### [WRITTEN INSTRUCTION A]
In the forum thread about the triangle leather-covered bottle, how long has the first poster owned the bottle?

### [TEXT EXTRACT]
--- START ---

# Triangle leather covered bottle...



## berrywine (Oct 9, 2012)

Hi , I am new here and my name is Cindy. I have been collecting thing's for about 20 years' now and love discovering the "new old"...I was hopeing I could get some professional opinions from this awesome site.I have had this bottle for about 17 years and can't find much about it, I keep running into dead ends... Any information would be greately appreciated. The only visible part of the glass is the top...I'm not having much luck...Thanks for looking...Have a good day...


----------



## surfaceone (Oct 9, 2012)

Hello Cindy,

 Welcome to the A-BN, and thanks for the photo of your bottle. I'm not picking up the motif of the leatherwork, aside from what looks like a Monk, or possibly Don Quixote.

 Could'ya take closer up photos, in natural light, please? Show us the glass, with any seams highlighted.

 These are frequently Spanish or Italian wines from the 20th Century.






From.


----------



## cannibalfromhannibal (Oct 9, 2012)

Surf is right on in my opinion.....had a couple similar I sold on ebay awhile back for about 20 bucks each. They had Shakespeare motifs in the leather and looked from about the 1920's and likely English? Yours almost looks like a Frederick Stearns triangular bottle but the Stearns have a slight arch in the shoulders, whereas yours is straight looking in the pic. Just in case they made a straight shouldered style I would suggest pressing down on the 3 edges as the Stearns is embossed on one of the edges. You should be able to detect embossing, if any, with some moderate pressure. Also I would try this on the panels in the likely case it is something else with embossing there. Hope this helps. Jack


----------



## berrywine (Oct 9, 2012)

The short bottle isn't mine and mine doesnt have a lid....


----------



## surfaceone (Oct 9, 2012)

Be that as it may, that is the same photo that you stuck up before.

 If you want to see the photo on the page, you need check the "Embed" button.




From.


----------

--- END ---

Items listed in a dataset
--- START ---

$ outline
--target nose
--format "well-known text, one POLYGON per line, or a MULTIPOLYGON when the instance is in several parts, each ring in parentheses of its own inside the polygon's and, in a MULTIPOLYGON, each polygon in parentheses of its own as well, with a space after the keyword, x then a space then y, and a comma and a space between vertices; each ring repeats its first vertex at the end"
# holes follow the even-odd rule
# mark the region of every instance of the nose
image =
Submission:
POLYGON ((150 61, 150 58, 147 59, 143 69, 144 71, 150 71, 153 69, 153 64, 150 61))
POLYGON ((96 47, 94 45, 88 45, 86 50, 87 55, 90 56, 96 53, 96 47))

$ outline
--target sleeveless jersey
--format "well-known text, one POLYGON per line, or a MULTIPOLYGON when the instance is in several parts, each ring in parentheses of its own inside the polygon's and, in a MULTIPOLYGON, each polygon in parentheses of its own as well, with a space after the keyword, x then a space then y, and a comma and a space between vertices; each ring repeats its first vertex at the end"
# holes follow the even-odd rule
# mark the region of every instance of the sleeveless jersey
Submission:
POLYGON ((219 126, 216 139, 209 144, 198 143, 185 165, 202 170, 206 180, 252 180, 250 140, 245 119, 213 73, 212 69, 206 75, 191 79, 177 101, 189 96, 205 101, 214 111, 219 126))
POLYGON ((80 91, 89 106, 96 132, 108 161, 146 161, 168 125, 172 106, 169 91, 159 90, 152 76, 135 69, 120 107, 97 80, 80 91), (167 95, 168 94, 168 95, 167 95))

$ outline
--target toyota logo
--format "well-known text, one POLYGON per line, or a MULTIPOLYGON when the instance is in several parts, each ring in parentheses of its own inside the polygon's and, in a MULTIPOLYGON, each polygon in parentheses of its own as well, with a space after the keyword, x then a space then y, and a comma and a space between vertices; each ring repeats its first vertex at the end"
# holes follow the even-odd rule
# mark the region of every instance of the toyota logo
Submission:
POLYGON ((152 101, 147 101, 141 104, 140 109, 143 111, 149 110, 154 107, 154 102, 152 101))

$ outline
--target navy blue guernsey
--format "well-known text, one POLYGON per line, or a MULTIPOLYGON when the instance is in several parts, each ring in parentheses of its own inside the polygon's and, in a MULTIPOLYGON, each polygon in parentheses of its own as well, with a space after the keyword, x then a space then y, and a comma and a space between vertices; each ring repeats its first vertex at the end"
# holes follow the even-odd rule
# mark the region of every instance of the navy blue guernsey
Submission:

--- END ---

### [WRITTEN INSTRUCTION B]
Rewrite the records from their start through the line that contains "POLYGON ((80 91, 89", changing "Submission" to "Answer" and keeping everything else the same.

### [TASK RESPONSE A]
About 17 years.

### [TASK RESPONSE B]
$ outline
--target nose
--format "well-known text, one POLYGON per line, or a MULTIPOLYGON when the instance is in several parts, each ring in parentheses of its own inside the polygon's and, in a MULTIPOLYGON, each polygon in parentheses of its own as well, with a space after the keyword, x then a space then y, and a comma and a space between vertices; each ring repeats its first vertex at the end"
# holes follow the even-odd rule
# mark the region of every instance of the nose
image =
Answer:
POLYGON ((150 61, 150 58, 147 59, 143 69, 144 71, 150 71, 153 69, 153 64, 150 61))
POLYGON ((96 47, 94 45, 88 45, 86 50, 87 55, 90 56, 96 53, 96 47))

$ outline
--target sleeveless jersey
--format "well-known text, one POLYGON per line, or a MULTIPOLYGON when the instance is in several parts, each ring in parentheses of its own inside the polygon's and, in a MULTIPOLYGON, each polygon in parentheses of its own as well, with a space after the keyword, x then a space then y, and a comma and a space between vertices; each ring repeats its first vertex at the end"
# holes follow the even-odd rule
# mark the region of every instance of the sleeveless jersey
Answer:
POLYGON ((219 126, 216 139, 209 144, 198 143, 185 165, 202 170, 206 180, 252 180, 250 140, 245 119, 213 73, 212 69, 206 75, 191 79, 177 101, 189 96, 205 101, 214 111, 219 126))
POLYGON ((80 91, 89 106, 96 132, 108 161, 146 161, 168 125, 172 106, 169 91, 159 90, 152 76, 135 69, 120 107, 97 80, 80 91), (167 95, 168 94, 168 95, 167 95))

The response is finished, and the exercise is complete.